** begin **

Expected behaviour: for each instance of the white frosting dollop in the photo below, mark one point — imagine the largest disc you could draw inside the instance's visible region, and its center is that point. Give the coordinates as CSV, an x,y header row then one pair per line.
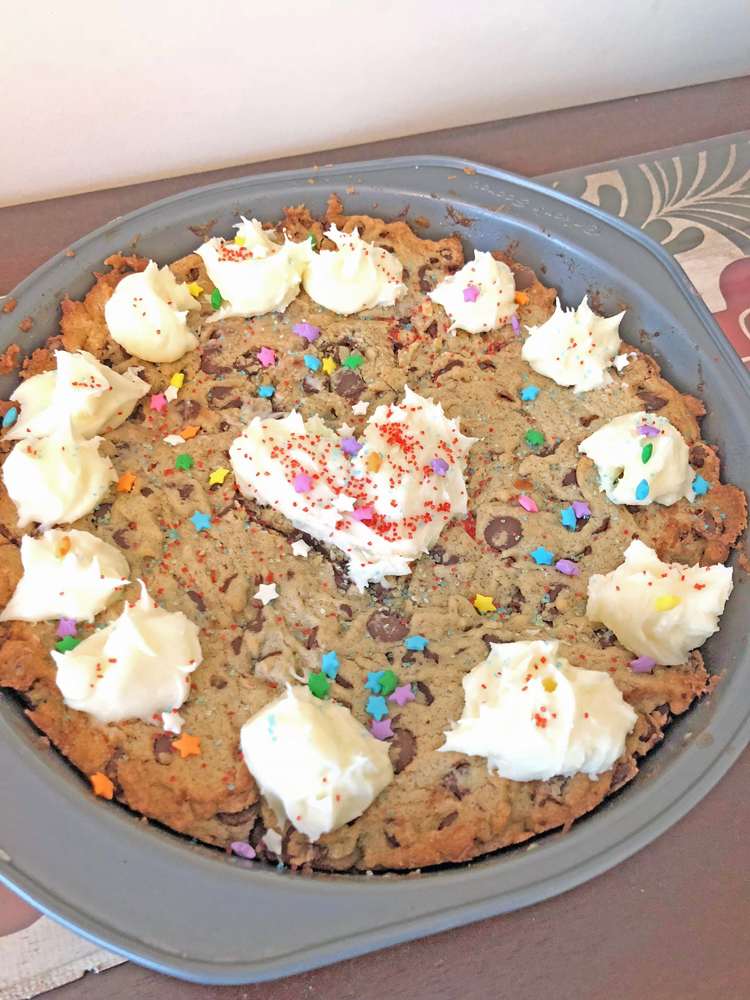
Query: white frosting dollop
x,y
137,667
354,277
256,275
574,347
147,315
618,450
94,397
56,479
478,313
66,574
656,609
314,763
391,476
534,716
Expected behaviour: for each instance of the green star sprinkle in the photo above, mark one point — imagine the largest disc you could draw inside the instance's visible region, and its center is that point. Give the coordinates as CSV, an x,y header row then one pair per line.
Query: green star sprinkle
x,y
318,685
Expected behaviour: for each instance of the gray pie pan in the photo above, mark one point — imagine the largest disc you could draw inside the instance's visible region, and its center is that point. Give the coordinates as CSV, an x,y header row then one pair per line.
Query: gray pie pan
x,y
185,909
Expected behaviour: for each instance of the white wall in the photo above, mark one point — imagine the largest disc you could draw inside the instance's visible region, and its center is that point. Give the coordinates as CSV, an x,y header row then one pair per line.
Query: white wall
x,y
97,93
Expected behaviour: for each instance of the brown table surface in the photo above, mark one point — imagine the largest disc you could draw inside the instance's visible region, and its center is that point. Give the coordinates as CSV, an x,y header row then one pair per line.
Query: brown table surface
x,y
673,921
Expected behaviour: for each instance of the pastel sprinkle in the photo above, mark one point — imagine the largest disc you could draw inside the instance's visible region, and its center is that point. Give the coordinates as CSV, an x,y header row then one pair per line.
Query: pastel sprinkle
x,y
329,664
643,665
667,602
542,557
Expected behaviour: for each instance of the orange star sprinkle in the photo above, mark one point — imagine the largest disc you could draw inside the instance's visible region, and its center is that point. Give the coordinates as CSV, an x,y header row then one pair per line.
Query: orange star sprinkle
x,y
187,745
126,483
102,785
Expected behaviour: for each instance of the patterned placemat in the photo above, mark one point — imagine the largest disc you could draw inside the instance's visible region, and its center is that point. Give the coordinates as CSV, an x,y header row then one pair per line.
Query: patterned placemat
x,y
693,199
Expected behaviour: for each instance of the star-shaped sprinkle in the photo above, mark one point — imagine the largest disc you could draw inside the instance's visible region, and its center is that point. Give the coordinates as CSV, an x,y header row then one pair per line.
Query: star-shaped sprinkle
x,y
567,567
376,707
643,665
534,438
202,522
187,745
373,681
126,483
266,593
700,486
218,475
351,446
65,645
307,331
67,627
102,785
388,683
329,664
302,483
542,557
381,730
402,694
318,684
568,518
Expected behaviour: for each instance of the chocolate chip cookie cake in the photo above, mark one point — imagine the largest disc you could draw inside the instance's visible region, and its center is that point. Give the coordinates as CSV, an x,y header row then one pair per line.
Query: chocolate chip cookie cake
x,y
328,546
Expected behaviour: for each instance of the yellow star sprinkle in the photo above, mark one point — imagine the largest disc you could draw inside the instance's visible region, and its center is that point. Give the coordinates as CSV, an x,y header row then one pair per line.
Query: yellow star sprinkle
x,y
667,602
218,476
484,603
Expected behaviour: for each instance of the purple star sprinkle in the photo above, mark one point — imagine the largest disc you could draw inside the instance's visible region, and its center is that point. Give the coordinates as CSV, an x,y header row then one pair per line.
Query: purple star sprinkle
x,y
381,730
402,694
351,446
67,626
643,665
243,850
307,331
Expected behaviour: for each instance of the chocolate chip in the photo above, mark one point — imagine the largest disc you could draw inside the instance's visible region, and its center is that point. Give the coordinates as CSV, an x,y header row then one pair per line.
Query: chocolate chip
x,y
348,384
503,533
402,749
385,627
197,600
651,401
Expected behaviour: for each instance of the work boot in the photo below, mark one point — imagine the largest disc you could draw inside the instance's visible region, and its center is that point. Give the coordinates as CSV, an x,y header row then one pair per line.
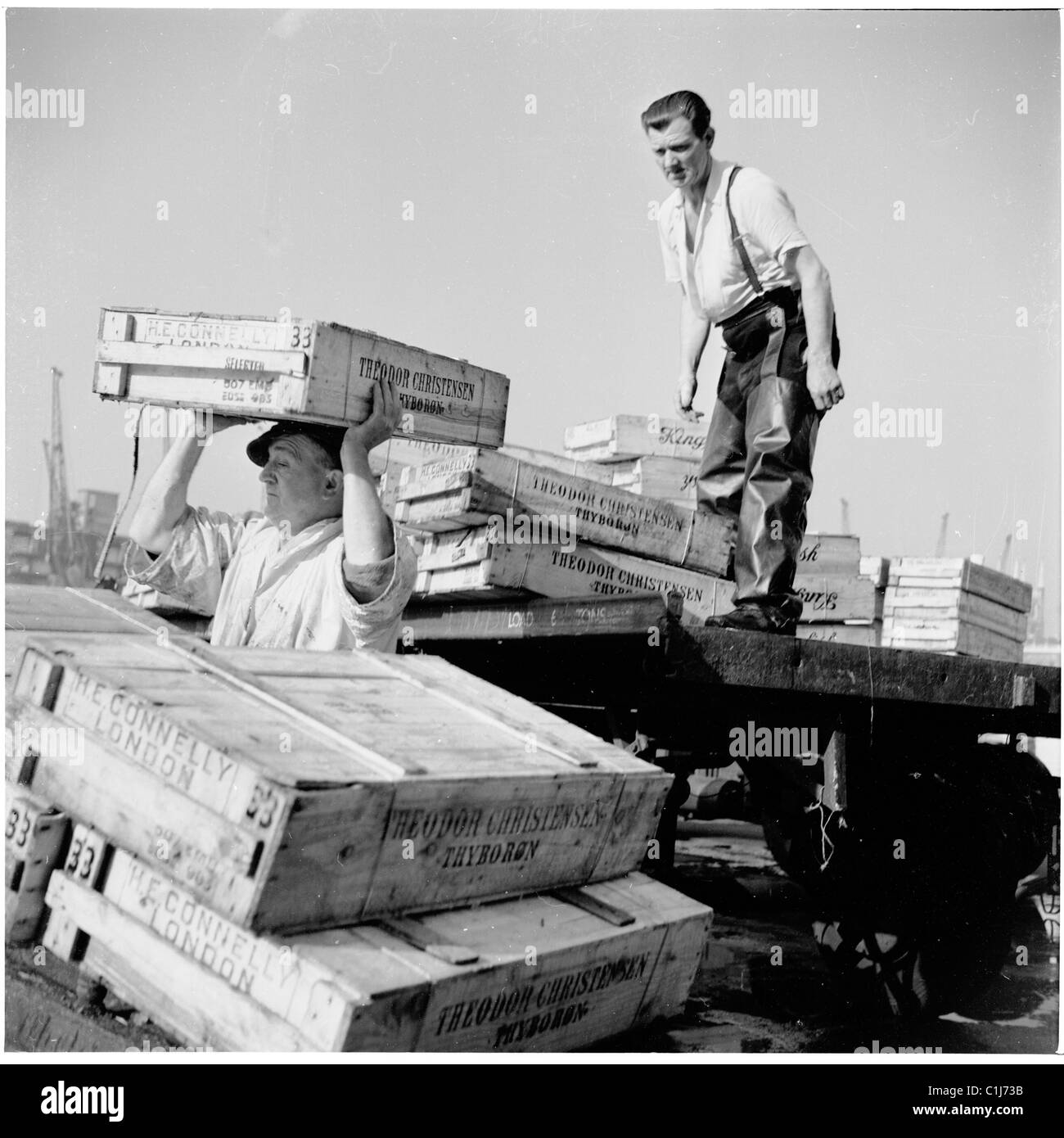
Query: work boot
x,y
755,618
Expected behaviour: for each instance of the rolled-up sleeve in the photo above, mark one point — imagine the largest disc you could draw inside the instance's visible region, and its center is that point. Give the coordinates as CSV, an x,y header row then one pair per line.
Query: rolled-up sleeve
x,y
192,567
376,624
764,210
670,255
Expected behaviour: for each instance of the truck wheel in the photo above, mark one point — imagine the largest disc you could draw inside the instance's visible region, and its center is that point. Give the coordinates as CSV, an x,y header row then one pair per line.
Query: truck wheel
x,y
916,893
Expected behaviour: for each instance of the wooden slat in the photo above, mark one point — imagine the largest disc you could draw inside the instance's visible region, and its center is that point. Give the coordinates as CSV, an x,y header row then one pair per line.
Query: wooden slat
x,y
367,989
238,365
510,798
962,572
719,659
535,618
210,359
621,437
589,511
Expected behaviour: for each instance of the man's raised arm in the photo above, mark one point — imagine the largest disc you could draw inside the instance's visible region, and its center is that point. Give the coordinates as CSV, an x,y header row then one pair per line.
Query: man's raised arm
x,y
165,498
367,531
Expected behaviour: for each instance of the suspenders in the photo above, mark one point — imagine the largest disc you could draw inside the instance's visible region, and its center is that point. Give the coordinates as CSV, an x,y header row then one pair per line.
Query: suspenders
x,y
737,238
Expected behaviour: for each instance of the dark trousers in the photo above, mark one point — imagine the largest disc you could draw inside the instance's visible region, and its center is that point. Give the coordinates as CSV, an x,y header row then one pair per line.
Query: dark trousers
x,y
757,467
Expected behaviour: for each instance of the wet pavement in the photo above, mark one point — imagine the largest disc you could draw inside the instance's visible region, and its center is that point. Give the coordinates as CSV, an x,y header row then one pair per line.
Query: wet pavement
x,y
763,986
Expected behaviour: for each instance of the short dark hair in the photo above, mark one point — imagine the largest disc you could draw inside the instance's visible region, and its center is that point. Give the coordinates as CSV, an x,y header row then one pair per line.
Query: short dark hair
x,y
679,104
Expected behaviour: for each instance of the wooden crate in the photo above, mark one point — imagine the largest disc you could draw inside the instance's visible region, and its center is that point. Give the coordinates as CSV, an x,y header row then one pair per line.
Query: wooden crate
x,y
962,574
536,618
624,437
297,369
31,609
402,451
542,973
34,843
868,635
673,479
472,490
594,472
297,790
933,607
952,636
480,569
875,569
467,563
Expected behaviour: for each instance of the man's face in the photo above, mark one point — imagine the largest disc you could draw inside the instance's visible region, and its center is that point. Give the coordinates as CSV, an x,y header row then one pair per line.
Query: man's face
x,y
682,156
300,490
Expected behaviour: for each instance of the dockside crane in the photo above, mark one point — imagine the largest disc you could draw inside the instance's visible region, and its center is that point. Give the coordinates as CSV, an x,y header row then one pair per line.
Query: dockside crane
x,y
64,545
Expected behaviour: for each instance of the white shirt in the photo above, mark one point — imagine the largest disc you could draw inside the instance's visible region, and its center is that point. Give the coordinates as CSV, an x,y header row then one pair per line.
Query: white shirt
x,y
268,592
713,278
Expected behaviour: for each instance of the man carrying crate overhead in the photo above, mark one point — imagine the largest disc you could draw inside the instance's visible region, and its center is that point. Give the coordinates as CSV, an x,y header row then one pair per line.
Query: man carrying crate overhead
x,y
731,240
322,568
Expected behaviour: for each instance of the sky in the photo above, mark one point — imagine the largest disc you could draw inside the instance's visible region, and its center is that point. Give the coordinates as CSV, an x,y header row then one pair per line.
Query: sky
x,y
477,183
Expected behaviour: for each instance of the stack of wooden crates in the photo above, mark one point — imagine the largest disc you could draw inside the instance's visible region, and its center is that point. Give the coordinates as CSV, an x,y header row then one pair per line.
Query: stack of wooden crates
x,y
958,606
489,526
277,851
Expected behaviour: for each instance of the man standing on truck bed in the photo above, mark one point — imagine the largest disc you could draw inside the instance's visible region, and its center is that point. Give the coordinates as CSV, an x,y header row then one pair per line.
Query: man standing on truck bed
x,y
731,240
323,568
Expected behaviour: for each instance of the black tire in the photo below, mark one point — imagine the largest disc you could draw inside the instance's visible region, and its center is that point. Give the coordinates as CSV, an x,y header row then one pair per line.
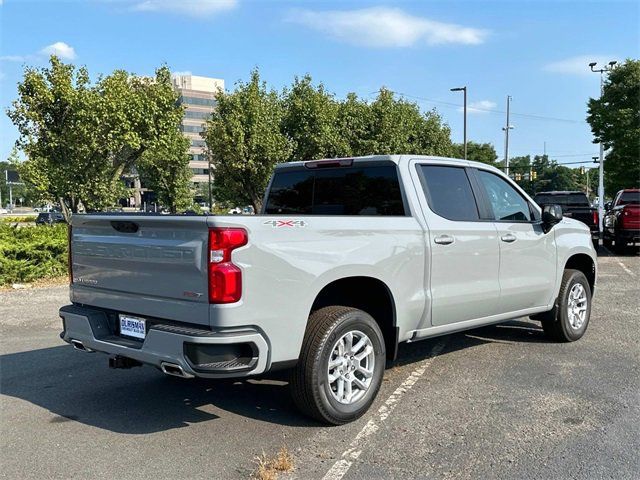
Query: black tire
x,y
556,323
309,384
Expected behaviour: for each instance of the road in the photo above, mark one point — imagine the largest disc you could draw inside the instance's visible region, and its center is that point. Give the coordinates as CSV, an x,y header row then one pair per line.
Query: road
x,y
496,402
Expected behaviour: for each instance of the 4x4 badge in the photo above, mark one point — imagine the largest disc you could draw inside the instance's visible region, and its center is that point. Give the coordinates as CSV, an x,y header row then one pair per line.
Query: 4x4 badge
x,y
286,223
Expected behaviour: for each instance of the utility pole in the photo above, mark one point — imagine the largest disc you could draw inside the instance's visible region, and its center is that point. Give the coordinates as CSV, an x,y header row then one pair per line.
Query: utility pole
x,y
601,71
463,89
506,129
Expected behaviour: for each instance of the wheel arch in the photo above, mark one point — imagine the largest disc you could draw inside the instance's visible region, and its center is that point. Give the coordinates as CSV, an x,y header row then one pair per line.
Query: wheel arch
x,y
368,294
585,264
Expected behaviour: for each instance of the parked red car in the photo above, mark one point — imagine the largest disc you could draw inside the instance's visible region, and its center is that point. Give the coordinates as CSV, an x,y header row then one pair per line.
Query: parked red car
x,y
622,220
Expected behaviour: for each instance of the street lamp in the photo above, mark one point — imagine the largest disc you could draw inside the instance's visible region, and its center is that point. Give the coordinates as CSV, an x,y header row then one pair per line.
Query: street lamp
x,y
506,129
601,71
463,89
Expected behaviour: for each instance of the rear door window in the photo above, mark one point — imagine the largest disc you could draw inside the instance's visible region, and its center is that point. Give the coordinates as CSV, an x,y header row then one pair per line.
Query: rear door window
x,y
506,202
367,190
449,192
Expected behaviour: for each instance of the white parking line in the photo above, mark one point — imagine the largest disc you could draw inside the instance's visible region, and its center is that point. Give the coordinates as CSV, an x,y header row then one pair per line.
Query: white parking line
x,y
626,269
342,466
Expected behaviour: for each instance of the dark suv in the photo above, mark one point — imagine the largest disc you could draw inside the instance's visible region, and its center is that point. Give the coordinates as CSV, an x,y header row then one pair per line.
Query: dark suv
x,y
49,218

** end **

(Given request): From the line with "Expected behaviour: for each instance of the parked" to the last line of the material, give every line again exactly, and only those lines.

(Task response):
Expected behaviour: for each instance of the parked red car in the photo above, mark one point — imagine the largest disc you could draw inside the instance's visible region, and its center is that point. Give the coordinates as CSV, an x,y header row then one pair per line.
Query: parked red car
x,y
622,220
Expected behaviour: for each instance of the street lamp in the photo above, mark one point — imagine the largest disc you could draw inside the instance's visible region, and its center is that point. Give the coordinates as CSV, an x,y header row then one pair per line.
Query: street lamp
x,y
506,129
601,71
463,89
Expected behaviour: for each instance of the rear door window in the photo above, mark one point — imagine the largest disc you could draw inside the instance's visible region, and its center is that point. Give the coordinates as CSV, an x,y header row then one pair per line.
Query: rear door window
x,y
506,202
367,190
449,192
Expected behaviour: for each instance of the white parking line in the photo above, mark one point — imagine the largest disc you could draw inside the instance's visible region, and its center is that point. Give the coordinates as CSV, an x,y header row then one pair per line.
Query: white parking line
x,y
626,269
342,466
Expected behaviour: for each instance of the dark suv in the photo above, mark one point — imagine the largest disc you could draw inside the instance's visible region, and its center is that point. Give the coordinates as CSV, an x,y header row then one pair per line.
Query: dark suv
x,y
49,218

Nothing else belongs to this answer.